- _TASK DIRECTIONS_
Instruction for the data below: set down exactly the lines from the line with "of the dirt" to the line with "[(194, 63), (80, 139), (57, 65)]", inclusive, and no others.

- _SOURCE INFORMATION_

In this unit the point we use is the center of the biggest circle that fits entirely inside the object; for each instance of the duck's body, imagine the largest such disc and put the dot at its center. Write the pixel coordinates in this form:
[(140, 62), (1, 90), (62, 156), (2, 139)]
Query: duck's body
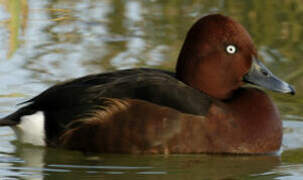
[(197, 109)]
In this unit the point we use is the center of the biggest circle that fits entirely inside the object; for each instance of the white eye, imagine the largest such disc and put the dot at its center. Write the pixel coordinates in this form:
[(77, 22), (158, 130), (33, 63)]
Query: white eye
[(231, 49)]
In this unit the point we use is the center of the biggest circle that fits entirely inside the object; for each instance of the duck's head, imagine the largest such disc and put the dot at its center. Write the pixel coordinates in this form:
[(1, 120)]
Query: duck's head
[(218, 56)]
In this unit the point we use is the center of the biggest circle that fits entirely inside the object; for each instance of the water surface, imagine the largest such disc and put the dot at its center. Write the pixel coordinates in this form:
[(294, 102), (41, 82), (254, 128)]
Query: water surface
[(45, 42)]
==
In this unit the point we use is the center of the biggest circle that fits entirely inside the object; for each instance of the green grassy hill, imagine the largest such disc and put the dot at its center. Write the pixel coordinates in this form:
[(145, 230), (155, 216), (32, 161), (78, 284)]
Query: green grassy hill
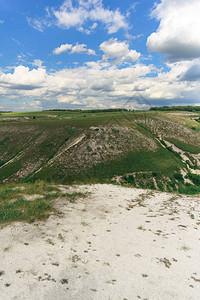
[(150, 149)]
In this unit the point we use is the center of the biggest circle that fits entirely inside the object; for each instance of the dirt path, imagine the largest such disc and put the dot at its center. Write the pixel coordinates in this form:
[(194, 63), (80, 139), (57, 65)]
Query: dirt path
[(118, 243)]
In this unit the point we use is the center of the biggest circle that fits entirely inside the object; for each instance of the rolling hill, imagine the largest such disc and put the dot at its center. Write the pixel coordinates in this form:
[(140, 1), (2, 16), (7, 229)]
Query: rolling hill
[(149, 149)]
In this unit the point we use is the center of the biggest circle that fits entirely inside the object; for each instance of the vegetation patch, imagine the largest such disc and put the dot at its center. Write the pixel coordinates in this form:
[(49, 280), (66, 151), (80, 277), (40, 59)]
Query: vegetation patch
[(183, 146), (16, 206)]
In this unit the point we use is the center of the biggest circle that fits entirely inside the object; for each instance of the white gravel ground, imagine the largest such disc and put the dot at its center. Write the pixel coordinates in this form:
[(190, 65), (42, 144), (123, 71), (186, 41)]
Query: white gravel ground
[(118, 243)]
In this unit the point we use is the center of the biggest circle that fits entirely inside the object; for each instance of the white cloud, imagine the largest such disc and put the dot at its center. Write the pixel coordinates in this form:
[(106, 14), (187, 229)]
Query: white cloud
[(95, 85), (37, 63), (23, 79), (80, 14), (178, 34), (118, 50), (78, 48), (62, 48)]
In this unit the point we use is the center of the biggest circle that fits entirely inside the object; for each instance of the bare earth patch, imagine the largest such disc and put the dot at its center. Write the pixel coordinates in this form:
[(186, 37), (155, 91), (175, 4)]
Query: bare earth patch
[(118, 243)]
==
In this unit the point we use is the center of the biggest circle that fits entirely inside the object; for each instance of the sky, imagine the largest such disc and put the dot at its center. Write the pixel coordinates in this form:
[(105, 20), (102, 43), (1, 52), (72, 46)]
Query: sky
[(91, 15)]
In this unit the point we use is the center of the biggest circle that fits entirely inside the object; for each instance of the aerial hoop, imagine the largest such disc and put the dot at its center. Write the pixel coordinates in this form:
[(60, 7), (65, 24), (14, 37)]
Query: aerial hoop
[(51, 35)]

- _EXERCISE RESULT_
In this unit the point we use is the center of the biggest circle that fits entirely inside the object; for each instance of the dirt path, imagine the largest such disc and put the dot at its center. Write the pixel coordinates in this form:
[(194, 63), (80, 139), (57, 65)]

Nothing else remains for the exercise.